Look through the records and copy every line in which "canal" appears.

- - - -

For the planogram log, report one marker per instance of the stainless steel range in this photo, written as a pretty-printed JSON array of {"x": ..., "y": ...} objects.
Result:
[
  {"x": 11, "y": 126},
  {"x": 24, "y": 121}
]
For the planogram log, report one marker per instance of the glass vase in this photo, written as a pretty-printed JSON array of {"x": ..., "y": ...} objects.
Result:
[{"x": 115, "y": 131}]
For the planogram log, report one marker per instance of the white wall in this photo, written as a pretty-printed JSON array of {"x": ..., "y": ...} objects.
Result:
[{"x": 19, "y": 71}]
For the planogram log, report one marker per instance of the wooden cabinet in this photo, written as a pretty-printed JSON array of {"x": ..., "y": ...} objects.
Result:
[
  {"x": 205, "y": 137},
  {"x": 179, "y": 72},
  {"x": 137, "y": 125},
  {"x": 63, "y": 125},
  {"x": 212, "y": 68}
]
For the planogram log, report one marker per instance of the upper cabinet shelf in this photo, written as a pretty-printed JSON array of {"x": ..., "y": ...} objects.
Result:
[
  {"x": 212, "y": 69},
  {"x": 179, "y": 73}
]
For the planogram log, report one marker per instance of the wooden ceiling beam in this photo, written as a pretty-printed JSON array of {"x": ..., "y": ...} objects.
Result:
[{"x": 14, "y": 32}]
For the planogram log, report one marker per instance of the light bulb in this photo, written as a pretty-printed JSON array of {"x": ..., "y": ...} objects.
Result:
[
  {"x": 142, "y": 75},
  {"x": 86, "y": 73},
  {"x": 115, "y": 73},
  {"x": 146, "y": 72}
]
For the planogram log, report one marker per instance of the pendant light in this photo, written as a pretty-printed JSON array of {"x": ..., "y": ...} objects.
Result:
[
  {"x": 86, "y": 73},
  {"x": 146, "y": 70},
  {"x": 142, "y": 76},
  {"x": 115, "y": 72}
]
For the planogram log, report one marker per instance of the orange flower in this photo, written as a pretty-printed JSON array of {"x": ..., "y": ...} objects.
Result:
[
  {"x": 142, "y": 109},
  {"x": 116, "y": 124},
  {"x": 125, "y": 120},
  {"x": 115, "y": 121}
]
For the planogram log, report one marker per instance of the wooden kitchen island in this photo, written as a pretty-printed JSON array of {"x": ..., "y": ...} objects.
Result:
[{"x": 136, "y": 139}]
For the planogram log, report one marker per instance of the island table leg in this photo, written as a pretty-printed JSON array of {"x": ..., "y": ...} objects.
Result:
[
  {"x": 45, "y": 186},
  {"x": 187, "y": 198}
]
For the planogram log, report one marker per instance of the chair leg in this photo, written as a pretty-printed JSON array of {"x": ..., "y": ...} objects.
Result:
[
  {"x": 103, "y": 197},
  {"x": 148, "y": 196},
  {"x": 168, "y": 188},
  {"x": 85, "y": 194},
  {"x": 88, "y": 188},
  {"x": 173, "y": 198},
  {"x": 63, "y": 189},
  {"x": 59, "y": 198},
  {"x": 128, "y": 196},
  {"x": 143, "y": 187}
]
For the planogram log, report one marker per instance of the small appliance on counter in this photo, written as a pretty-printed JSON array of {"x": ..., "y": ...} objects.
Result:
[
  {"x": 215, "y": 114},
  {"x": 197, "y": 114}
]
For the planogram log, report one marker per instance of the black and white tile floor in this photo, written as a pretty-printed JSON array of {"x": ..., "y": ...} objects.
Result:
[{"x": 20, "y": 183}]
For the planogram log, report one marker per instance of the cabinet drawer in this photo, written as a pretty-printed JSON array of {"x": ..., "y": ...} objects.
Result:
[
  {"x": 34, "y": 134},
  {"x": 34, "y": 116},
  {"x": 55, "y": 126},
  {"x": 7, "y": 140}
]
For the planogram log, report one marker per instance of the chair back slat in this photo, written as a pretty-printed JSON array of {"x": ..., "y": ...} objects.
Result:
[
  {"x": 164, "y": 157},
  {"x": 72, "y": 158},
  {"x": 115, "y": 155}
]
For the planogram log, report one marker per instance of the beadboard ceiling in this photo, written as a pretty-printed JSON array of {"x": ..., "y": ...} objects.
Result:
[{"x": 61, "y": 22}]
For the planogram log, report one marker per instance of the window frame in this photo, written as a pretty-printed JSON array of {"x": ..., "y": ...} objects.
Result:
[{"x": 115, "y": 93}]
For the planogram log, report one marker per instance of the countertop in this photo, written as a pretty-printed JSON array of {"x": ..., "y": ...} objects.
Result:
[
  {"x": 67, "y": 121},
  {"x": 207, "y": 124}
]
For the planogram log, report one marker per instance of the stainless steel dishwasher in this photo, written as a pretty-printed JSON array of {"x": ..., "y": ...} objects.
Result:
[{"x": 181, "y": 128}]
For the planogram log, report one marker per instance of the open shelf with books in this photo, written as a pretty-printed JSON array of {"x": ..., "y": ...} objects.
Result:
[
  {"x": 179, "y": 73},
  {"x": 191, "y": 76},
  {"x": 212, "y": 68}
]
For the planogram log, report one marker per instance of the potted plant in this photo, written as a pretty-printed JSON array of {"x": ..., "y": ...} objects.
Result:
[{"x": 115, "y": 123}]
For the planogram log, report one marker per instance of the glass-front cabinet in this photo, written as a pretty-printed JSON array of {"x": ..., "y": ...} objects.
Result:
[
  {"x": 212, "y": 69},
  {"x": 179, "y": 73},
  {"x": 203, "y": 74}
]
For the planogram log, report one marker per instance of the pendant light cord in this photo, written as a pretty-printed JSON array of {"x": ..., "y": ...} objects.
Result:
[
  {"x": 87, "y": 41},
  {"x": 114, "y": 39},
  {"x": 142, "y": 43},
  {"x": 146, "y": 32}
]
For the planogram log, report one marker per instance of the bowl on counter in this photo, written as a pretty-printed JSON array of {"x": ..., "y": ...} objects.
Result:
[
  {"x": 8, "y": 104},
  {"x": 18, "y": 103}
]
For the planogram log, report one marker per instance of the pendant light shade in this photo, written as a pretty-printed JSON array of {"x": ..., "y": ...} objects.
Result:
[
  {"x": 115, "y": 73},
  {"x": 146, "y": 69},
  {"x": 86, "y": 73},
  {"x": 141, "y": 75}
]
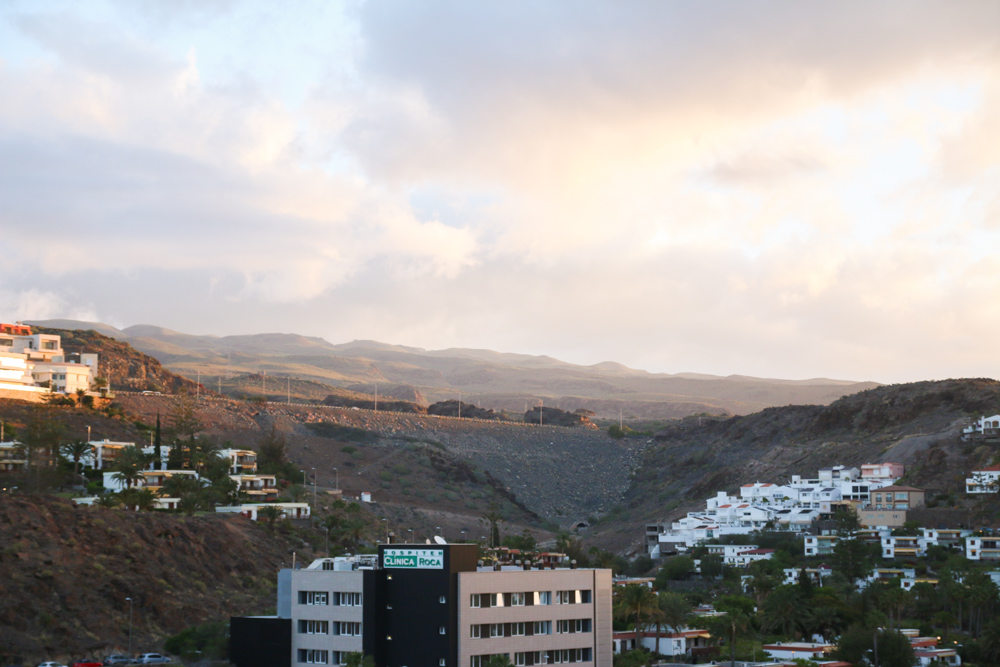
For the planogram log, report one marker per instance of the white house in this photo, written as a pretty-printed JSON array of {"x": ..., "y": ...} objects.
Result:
[
  {"x": 12, "y": 456},
  {"x": 796, "y": 650},
  {"x": 985, "y": 480},
  {"x": 249, "y": 510}
]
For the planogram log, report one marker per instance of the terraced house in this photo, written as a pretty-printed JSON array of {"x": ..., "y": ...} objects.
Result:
[{"x": 431, "y": 604}]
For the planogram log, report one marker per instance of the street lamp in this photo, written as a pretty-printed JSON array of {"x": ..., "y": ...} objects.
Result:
[{"x": 129, "y": 623}]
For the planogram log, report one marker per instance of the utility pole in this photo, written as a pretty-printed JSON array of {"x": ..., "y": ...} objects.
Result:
[{"x": 129, "y": 627}]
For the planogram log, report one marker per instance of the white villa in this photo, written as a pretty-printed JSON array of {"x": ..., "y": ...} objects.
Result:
[
  {"x": 35, "y": 363},
  {"x": 763, "y": 505},
  {"x": 986, "y": 480}
]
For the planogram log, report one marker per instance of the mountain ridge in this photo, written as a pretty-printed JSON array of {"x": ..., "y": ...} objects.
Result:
[{"x": 496, "y": 380}]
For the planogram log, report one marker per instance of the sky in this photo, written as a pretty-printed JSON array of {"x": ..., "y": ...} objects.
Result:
[{"x": 777, "y": 189}]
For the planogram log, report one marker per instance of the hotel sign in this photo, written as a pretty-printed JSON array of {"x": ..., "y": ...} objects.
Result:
[{"x": 413, "y": 559}]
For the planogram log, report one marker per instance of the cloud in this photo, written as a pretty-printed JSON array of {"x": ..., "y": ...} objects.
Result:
[{"x": 778, "y": 189}]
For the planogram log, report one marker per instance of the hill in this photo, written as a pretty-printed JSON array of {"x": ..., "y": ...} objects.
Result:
[
  {"x": 66, "y": 571},
  {"x": 492, "y": 380},
  {"x": 124, "y": 367},
  {"x": 916, "y": 424}
]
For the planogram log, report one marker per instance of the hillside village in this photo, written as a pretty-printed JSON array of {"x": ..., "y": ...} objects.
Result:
[{"x": 827, "y": 568}]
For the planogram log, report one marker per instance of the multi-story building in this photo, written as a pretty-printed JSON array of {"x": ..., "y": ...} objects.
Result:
[
  {"x": 241, "y": 461},
  {"x": 36, "y": 363},
  {"x": 982, "y": 548},
  {"x": 432, "y": 605},
  {"x": 896, "y": 498},
  {"x": 12, "y": 456},
  {"x": 984, "y": 480},
  {"x": 988, "y": 427}
]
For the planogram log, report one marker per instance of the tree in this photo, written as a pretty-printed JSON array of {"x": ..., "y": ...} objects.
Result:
[
  {"x": 674, "y": 568},
  {"x": 157, "y": 443},
  {"x": 675, "y": 613},
  {"x": 639, "y": 605},
  {"x": 359, "y": 660},
  {"x": 784, "y": 610},
  {"x": 76, "y": 451},
  {"x": 989, "y": 642},
  {"x": 493, "y": 519},
  {"x": 128, "y": 466},
  {"x": 736, "y": 622},
  {"x": 270, "y": 514}
]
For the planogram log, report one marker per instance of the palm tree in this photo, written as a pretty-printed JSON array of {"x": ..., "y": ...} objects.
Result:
[
  {"x": 637, "y": 604},
  {"x": 76, "y": 451},
  {"x": 784, "y": 610},
  {"x": 675, "y": 613},
  {"x": 108, "y": 500},
  {"x": 129, "y": 465}
]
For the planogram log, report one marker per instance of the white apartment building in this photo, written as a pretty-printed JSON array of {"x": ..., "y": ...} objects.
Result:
[
  {"x": 985, "y": 426},
  {"x": 985, "y": 480},
  {"x": 36, "y": 363}
]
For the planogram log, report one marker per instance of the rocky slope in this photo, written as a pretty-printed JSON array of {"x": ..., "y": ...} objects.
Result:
[
  {"x": 124, "y": 367},
  {"x": 915, "y": 424},
  {"x": 492, "y": 380},
  {"x": 66, "y": 571}
]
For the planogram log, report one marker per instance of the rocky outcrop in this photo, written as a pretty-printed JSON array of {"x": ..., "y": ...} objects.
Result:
[
  {"x": 464, "y": 410},
  {"x": 557, "y": 417},
  {"x": 400, "y": 392},
  {"x": 124, "y": 367}
]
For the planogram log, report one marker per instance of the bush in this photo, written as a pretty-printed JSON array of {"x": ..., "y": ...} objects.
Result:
[{"x": 210, "y": 640}]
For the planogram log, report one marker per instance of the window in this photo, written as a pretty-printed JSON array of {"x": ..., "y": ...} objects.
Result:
[
  {"x": 314, "y": 597},
  {"x": 314, "y": 627},
  {"x": 347, "y": 628},
  {"x": 347, "y": 599},
  {"x": 311, "y": 656},
  {"x": 543, "y": 627}
]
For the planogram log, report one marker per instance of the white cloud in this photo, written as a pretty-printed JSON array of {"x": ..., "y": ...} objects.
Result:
[{"x": 782, "y": 189}]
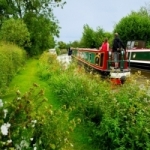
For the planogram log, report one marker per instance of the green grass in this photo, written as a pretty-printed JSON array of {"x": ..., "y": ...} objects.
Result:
[{"x": 25, "y": 79}]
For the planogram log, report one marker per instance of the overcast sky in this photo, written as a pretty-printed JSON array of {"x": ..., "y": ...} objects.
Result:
[{"x": 95, "y": 13}]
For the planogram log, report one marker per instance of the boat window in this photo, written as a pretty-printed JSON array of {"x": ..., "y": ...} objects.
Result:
[
  {"x": 90, "y": 56},
  {"x": 101, "y": 60}
]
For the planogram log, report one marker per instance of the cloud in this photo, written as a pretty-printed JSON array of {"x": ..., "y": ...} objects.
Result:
[{"x": 95, "y": 13}]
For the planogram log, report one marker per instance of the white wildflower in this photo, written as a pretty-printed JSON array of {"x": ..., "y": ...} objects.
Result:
[
  {"x": 1, "y": 103},
  {"x": 5, "y": 112}
]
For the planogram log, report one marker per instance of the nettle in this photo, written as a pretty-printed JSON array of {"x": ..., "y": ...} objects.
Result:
[{"x": 30, "y": 122}]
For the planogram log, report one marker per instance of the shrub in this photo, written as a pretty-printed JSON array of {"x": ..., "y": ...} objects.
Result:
[
  {"x": 15, "y": 31},
  {"x": 12, "y": 59},
  {"x": 28, "y": 122}
]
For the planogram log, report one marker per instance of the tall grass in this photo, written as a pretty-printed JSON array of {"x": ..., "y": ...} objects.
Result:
[
  {"x": 12, "y": 59},
  {"x": 114, "y": 118}
]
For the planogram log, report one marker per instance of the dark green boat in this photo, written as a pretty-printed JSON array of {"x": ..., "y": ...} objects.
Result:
[{"x": 138, "y": 55}]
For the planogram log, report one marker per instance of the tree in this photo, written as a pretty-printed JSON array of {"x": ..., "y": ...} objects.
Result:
[
  {"x": 134, "y": 27},
  {"x": 15, "y": 31},
  {"x": 93, "y": 39},
  {"x": 42, "y": 32},
  {"x": 62, "y": 45},
  {"x": 39, "y": 18}
]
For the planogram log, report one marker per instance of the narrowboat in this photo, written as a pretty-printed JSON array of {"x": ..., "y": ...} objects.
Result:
[
  {"x": 138, "y": 55},
  {"x": 103, "y": 62}
]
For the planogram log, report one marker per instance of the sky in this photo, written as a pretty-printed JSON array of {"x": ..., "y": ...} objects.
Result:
[{"x": 95, "y": 13}]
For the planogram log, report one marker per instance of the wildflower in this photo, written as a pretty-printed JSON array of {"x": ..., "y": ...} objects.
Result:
[
  {"x": 24, "y": 144},
  {"x": 4, "y": 128},
  {"x": 34, "y": 121},
  {"x": 9, "y": 141},
  {"x": 5, "y": 112},
  {"x": 71, "y": 144},
  {"x": 18, "y": 92},
  {"x": 1, "y": 103},
  {"x": 35, "y": 148},
  {"x": 18, "y": 98}
]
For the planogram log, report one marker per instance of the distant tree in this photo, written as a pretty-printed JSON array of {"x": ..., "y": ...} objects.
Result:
[
  {"x": 74, "y": 44},
  {"x": 93, "y": 39},
  {"x": 39, "y": 18},
  {"x": 15, "y": 31},
  {"x": 134, "y": 26},
  {"x": 42, "y": 32}
]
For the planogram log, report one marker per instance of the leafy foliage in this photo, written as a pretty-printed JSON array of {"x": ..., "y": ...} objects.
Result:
[
  {"x": 134, "y": 27},
  {"x": 15, "y": 31},
  {"x": 23, "y": 126},
  {"x": 12, "y": 59},
  {"x": 94, "y": 39},
  {"x": 41, "y": 31},
  {"x": 117, "y": 116}
]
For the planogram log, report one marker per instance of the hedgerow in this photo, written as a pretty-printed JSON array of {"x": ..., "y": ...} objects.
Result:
[
  {"x": 12, "y": 59},
  {"x": 115, "y": 118}
]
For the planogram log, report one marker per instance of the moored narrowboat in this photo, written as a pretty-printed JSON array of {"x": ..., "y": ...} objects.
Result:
[
  {"x": 138, "y": 55},
  {"x": 103, "y": 62}
]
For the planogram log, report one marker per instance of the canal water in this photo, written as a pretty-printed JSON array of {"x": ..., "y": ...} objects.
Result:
[{"x": 145, "y": 75}]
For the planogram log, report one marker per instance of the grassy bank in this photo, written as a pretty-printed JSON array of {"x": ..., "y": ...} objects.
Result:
[{"x": 24, "y": 80}]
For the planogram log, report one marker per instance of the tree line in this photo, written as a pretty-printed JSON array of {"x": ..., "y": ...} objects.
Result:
[
  {"x": 134, "y": 26},
  {"x": 32, "y": 25}
]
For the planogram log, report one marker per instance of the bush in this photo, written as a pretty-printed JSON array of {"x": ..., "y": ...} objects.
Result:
[
  {"x": 15, "y": 31},
  {"x": 115, "y": 118},
  {"x": 29, "y": 122}
]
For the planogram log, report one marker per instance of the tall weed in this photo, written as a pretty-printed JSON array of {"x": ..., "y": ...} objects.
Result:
[{"x": 12, "y": 59}]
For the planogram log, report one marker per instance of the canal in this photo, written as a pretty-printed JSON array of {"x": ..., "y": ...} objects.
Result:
[{"x": 145, "y": 74}]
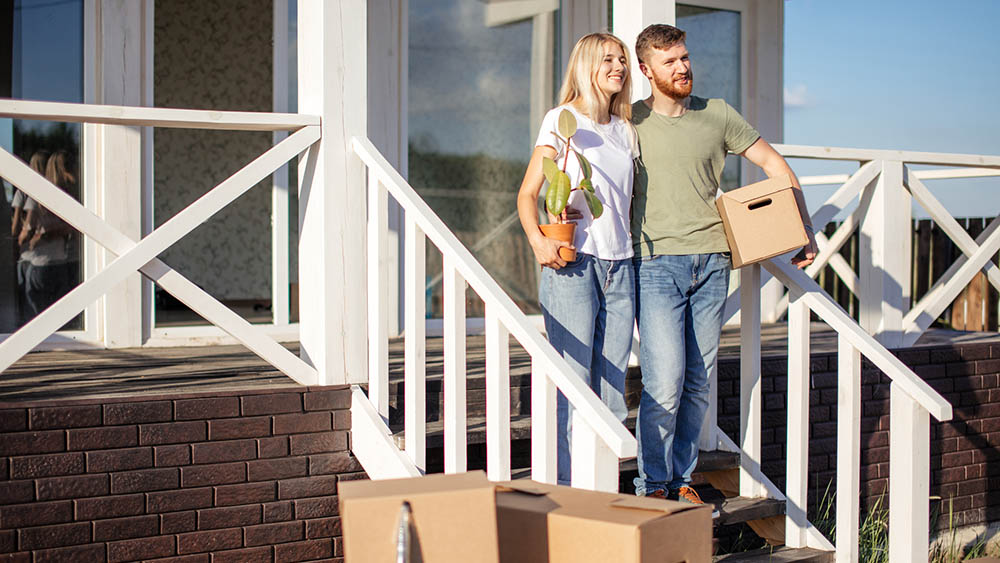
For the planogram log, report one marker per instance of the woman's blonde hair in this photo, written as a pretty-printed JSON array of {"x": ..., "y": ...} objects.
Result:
[{"x": 580, "y": 84}]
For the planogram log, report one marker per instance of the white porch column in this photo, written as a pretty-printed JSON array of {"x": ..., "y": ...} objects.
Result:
[
  {"x": 630, "y": 17},
  {"x": 124, "y": 185},
  {"x": 332, "y": 61}
]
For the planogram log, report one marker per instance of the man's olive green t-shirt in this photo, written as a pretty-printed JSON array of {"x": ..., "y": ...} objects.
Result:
[{"x": 678, "y": 174}]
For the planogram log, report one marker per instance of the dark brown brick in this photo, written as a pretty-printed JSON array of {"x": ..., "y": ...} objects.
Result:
[
  {"x": 77, "y": 486},
  {"x": 21, "y": 443},
  {"x": 327, "y": 464},
  {"x": 270, "y": 534},
  {"x": 300, "y": 423},
  {"x": 221, "y": 452},
  {"x": 213, "y": 407},
  {"x": 229, "y": 517},
  {"x": 106, "y": 461},
  {"x": 245, "y": 493},
  {"x": 254, "y": 405},
  {"x": 109, "y": 507},
  {"x": 278, "y": 512},
  {"x": 213, "y": 540},
  {"x": 307, "y": 487},
  {"x": 126, "y": 528},
  {"x": 323, "y": 528},
  {"x": 144, "y": 480},
  {"x": 50, "y": 465},
  {"x": 13, "y": 420},
  {"x": 43, "y": 537},
  {"x": 333, "y": 399},
  {"x": 270, "y": 469},
  {"x": 35, "y": 514},
  {"x": 276, "y": 446},
  {"x": 172, "y": 433},
  {"x": 15, "y": 492},
  {"x": 43, "y": 418},
  {"x": 136, "y": 413},
  {"x": 90, "y": 552},
  {"x": 247, "y": 427},
  {"x": 103, "y": 438},
  {"x": 178, "y": 522},
  {"x": 216, "y": 474},
  {"x": 251, "y": 555},
  {"x": 319, "y": 507},
  {"x": 171, "y": 501},
  {"x": 318, "y": 443},
  {"x": 166, "y": 456},
  {"x": 303, "y": 551},
  {"x": 142, "y": 548}
]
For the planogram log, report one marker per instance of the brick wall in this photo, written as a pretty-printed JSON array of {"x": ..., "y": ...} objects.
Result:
[
  {"x": 213, "y": 477},
  {"x": 965, "y": 452}
]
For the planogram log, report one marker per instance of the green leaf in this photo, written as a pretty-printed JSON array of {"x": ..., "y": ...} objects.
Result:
[
  {"x": 595, "y": 205},
  {"x": 584, "y": 164},
  {"x": 558, "y": 194},
  {"x": 549, "y": 168},
  {"x": 567, "y": 124}
]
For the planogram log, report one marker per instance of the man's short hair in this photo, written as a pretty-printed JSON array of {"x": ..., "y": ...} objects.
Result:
[{"x": 657, "y": 36}]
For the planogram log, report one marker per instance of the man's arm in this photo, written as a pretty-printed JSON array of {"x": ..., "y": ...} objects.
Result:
[{"x": 762, "y": 154}]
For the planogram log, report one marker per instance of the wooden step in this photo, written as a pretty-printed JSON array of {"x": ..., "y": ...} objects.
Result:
[{"x": 777, "y": 555}]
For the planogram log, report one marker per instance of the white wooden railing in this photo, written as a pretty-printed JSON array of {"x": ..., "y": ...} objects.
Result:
[
  {"x": 883, "y": 188},
  {"x": 599, "y": 439},
  {"x": 133, "y": 255}
]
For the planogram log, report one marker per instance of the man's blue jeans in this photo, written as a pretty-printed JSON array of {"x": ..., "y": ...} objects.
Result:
[
  {"x": 679, "y": 301},
  {"x": 589, "y": 312}
]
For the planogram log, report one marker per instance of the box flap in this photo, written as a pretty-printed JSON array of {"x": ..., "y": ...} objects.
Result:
[
  {"x": 759, "y": 189},
  {"x": 412, "y": 486},
  {"x": 654, "y": 505}
]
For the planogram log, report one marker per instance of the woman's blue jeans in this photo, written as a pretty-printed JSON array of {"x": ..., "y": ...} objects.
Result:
[
  {"x": 589, "y": 312},
  {"x": 679, "y": 301}
]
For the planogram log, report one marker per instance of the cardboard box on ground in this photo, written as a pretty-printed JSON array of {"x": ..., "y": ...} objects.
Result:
[
  {"x": 762, "y": 220},
  {"x": 464, "y": 517}
]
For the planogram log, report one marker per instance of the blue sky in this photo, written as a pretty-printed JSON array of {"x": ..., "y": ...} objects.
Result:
[{"x": 900, "y": 74}]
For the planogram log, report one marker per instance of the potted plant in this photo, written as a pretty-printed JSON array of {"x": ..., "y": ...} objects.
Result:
[{"x": 560, "y": 187}]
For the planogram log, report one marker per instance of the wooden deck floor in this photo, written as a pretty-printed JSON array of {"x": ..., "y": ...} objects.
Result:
[{"x": 79, "y": 374}]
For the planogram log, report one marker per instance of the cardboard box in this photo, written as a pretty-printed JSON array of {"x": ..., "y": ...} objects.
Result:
[
  {"x": 762, "y": 220},
  {"x": 539, "y": 523},
  {"x": 453, "y": 516}
]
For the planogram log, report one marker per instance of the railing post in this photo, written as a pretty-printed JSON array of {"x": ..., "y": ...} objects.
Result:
[
  {"x": 455, "y": 434},
  {"x": 797, "y": 450},
  {"x": 594, "y": 465},
  {"x": 543, "y": 426},
  {"x": 415, "y": 344},
  {"x": 909, "y": 477},
  {"x": 885, "y": 258},
  {"x": 497, "y": 398},
  {"x": 848, "y": 449},
  {"x": 750, "y": 399},
  {"x": 332, "y": 55}
]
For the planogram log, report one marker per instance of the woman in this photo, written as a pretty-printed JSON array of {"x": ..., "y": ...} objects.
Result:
[{"x": 588, "y": 304}]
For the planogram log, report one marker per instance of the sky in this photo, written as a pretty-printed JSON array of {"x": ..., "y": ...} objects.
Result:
[{"x": 897, "y": 74}]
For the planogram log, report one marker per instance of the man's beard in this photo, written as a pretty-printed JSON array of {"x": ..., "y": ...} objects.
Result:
[{"x": 666, "y": 86}]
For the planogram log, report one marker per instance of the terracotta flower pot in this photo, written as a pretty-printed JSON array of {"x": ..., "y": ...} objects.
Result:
[{"x": 563, "y": 232}]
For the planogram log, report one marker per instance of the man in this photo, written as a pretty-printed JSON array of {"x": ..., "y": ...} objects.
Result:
[{"x": 682, "y": 259}]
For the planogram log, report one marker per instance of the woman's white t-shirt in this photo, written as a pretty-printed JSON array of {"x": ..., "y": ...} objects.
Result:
[{"x": 608, "y": 147}]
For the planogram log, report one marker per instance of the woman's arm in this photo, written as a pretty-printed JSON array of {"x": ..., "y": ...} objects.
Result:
[{"x": 546, "y": 249}]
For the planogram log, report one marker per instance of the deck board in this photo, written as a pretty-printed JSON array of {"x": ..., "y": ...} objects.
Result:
[{"x": 79, "y": 374}]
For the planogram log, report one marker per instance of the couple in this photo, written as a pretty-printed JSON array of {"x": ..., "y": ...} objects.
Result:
[{"x": 659, "y": 256}]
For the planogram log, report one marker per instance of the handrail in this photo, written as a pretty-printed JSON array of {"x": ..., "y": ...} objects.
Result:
[
  {"x": 157, "y": 117},
  {"x": 618, "y": 439},
  {"x": 838, "y": 319}
]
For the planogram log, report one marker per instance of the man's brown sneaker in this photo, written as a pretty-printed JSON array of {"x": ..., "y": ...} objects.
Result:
[{"x": 690, "y": 496}]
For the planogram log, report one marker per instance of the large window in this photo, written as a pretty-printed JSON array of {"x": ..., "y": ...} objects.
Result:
[{"x": 42, "y": 59}]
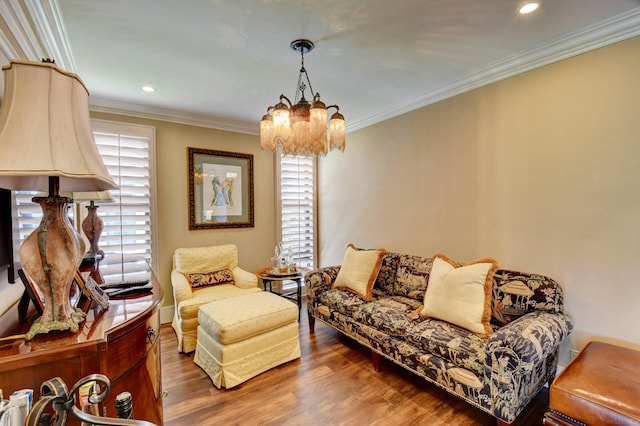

- - - -

Task answer:
For the planogram log, report one marker per instance of the canal water in this photo, written as a pretty-printed JSON array of {"x": ..., "y": ...} objects.
For the planogram log, report one marker per instance of the canal in this photo, written as a pretty-printed JSON array of {"x": ..., "y": ...} objects.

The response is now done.